◆ STUDY TEXT ◆
==*==

# Meet my new girl Starlight! *photo update*



## Crissa (Oct 7, 2007)

I traded Thor the wether for this little girl. She is current on all vaccinations and has been wormed. She's a 2 year old bay quarter horse filly and is easy to handle. She's thin because she was rescued from someone who left her on a dry lot and fed her hay once or twice a week. Her name is Starlight.










So what do you think?


----------



## enjoytheride (Oct 5, 2007)

*Re: Meet my new girl Starlight!*

You said she wasn't pretty- she's drop dead gorgeous. But you right -she is very very thin. Have you talked to anyone about feedup up a starving horse? You need to be careful about it as their stomachs need lots of small meals for awhile.


----------



## AlaskaBoers (May 7, 2008)

*Re: Meet my new girl Starlight!*

she's very pretty! with some more muscle and after she's filled out, she should be amazing!


----------



## Crissa (Oct 7, 2007)

*Re: Meet my new girl Starlight!*

Thanks! I was told she wasn't the prettiest thing in the world but I saw her and that's exactly what I thought! I'll have to get a picture of her face closer though, because she has a real bad scar on her forehead and her ears are frostbitten off.

And yes the lady that will be boarding her for me is going to help me feed her carefully. I'm trading work for her board. Including helping to break her 2 year old colt. :shrug:


----------



## StaceyRosado (Oct 5, 2007)

==*==

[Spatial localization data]
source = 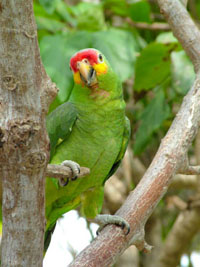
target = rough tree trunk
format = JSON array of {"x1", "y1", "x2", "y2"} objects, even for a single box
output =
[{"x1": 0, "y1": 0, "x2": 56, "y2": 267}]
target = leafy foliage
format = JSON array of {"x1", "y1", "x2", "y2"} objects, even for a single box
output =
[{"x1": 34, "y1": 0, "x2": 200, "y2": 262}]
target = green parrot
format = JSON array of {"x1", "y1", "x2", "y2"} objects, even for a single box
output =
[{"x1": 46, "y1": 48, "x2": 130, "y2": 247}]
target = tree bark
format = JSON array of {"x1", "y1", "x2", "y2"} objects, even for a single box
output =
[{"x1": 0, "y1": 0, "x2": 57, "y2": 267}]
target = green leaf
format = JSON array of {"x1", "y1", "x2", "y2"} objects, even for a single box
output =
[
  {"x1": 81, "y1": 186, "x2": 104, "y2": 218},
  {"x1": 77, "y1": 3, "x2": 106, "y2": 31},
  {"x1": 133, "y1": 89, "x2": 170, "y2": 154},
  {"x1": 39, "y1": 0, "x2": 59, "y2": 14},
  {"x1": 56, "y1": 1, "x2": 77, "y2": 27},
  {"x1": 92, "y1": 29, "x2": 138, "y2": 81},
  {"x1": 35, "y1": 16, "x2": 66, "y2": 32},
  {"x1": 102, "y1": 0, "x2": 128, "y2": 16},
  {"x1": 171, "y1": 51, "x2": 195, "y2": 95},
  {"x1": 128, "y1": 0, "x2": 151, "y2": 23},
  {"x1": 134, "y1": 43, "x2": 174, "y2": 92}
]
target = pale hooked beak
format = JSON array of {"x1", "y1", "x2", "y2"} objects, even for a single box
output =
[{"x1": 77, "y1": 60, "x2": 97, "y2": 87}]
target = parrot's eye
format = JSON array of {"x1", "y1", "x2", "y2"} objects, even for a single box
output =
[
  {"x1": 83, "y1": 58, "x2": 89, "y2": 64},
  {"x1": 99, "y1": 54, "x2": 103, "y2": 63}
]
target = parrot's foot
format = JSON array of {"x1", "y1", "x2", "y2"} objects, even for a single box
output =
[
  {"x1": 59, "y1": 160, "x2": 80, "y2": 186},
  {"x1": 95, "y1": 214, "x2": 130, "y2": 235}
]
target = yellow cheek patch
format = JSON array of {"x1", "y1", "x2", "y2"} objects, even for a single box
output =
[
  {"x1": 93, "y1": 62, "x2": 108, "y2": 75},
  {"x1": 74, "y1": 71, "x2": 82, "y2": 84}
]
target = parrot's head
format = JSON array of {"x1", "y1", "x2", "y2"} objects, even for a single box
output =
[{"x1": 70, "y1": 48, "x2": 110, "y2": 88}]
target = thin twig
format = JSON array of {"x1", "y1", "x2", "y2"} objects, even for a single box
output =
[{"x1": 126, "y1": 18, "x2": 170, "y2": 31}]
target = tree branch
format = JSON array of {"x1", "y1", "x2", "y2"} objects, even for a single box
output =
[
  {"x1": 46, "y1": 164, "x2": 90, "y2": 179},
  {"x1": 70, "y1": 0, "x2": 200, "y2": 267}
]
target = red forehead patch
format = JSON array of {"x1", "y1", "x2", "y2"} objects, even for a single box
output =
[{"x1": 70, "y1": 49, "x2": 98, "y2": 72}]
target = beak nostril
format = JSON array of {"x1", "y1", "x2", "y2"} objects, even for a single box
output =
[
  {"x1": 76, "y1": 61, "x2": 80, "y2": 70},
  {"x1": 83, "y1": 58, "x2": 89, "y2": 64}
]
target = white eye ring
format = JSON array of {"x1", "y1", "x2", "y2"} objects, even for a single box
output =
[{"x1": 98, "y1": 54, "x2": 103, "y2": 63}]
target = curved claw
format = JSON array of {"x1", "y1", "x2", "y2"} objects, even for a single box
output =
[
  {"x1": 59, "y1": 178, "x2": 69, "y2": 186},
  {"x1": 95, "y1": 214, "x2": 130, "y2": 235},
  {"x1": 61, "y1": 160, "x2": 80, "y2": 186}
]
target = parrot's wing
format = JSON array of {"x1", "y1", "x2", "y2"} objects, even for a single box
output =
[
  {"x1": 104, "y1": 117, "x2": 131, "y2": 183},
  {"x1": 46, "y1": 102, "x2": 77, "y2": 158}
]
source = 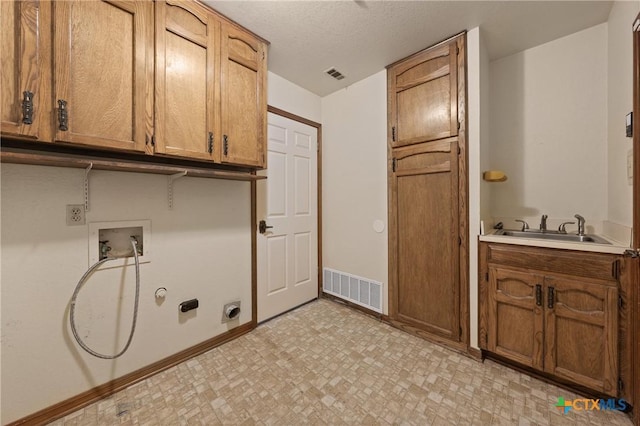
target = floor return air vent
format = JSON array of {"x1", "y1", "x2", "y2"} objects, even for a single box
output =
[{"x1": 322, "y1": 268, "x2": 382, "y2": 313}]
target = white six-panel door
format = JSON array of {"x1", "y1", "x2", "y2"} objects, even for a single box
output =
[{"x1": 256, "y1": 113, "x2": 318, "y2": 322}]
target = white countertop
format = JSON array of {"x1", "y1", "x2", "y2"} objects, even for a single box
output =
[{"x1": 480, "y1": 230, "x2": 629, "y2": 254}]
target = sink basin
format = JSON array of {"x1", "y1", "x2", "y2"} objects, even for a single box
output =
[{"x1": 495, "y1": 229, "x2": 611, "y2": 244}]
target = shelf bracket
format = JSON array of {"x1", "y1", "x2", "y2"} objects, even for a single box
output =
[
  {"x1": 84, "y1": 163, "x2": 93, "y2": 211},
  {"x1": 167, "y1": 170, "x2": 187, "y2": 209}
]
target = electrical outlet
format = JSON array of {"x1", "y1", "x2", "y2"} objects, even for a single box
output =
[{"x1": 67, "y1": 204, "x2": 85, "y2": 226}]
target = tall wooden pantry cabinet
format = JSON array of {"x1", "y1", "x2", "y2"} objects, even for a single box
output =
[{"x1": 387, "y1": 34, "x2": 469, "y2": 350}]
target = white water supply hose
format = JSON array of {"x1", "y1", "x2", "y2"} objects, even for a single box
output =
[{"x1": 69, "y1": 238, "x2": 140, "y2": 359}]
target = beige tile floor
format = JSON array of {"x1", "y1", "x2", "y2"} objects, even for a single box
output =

==*==

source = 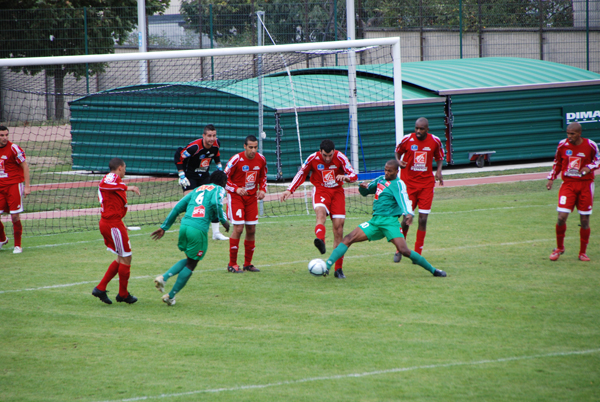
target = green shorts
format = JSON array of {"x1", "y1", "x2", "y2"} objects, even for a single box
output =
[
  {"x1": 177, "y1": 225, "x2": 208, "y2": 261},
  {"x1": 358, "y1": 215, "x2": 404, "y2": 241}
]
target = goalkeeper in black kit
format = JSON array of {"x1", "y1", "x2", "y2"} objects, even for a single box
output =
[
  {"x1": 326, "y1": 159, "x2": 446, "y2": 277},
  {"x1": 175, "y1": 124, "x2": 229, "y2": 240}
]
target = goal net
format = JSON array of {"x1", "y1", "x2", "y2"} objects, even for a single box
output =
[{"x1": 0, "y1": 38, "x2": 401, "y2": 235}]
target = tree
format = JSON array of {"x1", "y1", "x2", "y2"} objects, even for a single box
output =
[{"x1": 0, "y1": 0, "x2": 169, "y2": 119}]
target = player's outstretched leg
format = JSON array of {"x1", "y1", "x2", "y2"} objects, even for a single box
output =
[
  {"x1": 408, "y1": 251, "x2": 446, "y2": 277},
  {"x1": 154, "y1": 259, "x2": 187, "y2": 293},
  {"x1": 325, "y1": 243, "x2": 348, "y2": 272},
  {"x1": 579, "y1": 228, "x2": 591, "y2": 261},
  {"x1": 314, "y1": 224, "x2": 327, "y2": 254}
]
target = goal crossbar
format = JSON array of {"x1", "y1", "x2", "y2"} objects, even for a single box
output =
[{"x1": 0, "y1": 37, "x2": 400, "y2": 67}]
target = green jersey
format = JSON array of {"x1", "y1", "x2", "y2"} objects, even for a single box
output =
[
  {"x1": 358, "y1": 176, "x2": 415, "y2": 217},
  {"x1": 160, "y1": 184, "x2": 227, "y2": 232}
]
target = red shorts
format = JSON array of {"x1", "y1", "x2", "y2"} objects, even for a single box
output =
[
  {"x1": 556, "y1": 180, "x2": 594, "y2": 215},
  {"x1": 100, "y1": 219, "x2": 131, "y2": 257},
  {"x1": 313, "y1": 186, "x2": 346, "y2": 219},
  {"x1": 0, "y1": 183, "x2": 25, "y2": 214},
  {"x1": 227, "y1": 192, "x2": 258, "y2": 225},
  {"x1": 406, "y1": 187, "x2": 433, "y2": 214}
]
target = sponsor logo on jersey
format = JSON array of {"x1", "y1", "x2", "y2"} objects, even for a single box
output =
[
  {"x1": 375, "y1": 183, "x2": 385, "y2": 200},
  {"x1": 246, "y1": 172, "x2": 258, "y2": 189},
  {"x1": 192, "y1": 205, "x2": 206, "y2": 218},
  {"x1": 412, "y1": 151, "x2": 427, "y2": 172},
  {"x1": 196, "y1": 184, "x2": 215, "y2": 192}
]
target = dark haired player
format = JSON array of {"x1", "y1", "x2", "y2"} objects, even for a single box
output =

==*==

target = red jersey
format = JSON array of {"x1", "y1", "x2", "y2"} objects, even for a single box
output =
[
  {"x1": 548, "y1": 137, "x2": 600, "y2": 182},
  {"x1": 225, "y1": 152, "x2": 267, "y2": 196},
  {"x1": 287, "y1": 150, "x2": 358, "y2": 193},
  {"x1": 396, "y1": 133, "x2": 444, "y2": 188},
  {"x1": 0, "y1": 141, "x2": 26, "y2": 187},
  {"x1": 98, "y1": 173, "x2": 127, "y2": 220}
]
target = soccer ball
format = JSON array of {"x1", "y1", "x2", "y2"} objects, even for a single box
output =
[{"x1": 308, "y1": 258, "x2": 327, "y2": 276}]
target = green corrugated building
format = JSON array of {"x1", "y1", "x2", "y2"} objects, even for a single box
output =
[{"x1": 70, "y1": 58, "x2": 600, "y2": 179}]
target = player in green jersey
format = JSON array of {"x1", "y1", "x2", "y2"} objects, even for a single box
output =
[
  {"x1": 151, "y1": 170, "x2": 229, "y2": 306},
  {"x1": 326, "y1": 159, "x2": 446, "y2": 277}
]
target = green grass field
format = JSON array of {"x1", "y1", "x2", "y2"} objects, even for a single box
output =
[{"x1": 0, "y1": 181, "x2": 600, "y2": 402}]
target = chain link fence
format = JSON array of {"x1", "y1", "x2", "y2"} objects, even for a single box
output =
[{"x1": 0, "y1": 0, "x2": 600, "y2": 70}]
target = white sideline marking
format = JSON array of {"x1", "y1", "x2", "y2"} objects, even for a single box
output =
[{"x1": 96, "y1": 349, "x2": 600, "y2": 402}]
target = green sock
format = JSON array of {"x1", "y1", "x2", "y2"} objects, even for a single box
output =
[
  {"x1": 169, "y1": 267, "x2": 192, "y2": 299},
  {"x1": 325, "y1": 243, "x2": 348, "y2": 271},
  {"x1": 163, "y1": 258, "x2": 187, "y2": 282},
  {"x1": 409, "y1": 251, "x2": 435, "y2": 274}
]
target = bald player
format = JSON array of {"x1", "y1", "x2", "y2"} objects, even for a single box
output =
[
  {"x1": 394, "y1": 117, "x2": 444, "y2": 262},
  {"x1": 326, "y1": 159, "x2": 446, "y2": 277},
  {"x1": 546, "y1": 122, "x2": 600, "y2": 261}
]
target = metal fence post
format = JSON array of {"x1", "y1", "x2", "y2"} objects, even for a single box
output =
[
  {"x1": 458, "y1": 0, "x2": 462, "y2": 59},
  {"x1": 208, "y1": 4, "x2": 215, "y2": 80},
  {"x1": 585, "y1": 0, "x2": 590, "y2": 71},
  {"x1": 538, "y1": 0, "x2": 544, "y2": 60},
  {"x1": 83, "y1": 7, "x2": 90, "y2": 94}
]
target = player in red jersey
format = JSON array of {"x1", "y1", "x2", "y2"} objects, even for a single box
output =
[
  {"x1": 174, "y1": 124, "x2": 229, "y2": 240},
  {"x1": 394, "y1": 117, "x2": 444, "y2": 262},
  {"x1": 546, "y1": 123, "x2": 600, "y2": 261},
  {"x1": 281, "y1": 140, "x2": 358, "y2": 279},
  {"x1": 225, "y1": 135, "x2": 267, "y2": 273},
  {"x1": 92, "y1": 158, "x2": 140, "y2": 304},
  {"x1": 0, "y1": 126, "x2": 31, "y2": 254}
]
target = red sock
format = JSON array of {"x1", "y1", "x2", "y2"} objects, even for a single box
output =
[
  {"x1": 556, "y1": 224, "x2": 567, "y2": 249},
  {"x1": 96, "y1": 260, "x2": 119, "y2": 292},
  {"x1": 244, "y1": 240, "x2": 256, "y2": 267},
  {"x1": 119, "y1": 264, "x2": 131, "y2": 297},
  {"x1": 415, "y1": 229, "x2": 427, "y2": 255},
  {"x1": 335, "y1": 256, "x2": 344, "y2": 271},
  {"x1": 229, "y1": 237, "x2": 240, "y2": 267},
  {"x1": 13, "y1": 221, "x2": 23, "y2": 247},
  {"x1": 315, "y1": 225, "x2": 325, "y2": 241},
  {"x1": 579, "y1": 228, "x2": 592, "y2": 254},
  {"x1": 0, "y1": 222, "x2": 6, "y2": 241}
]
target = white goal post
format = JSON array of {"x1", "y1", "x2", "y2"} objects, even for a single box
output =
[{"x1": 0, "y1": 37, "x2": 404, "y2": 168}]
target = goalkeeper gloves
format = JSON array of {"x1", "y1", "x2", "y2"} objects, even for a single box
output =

==*==

◆ ACTIVITY LIST ◆
A. In the forum thread about Starlight, why is the filly so thin?
B. According to the forum thread about Starlight, what did Crissa trade to get her?

◆ ANSWERS PROVIDED ◆
A. She was rescued from someone who kept her on a dry lot and fed her hay only once or twice a week.

B. Thor the wether.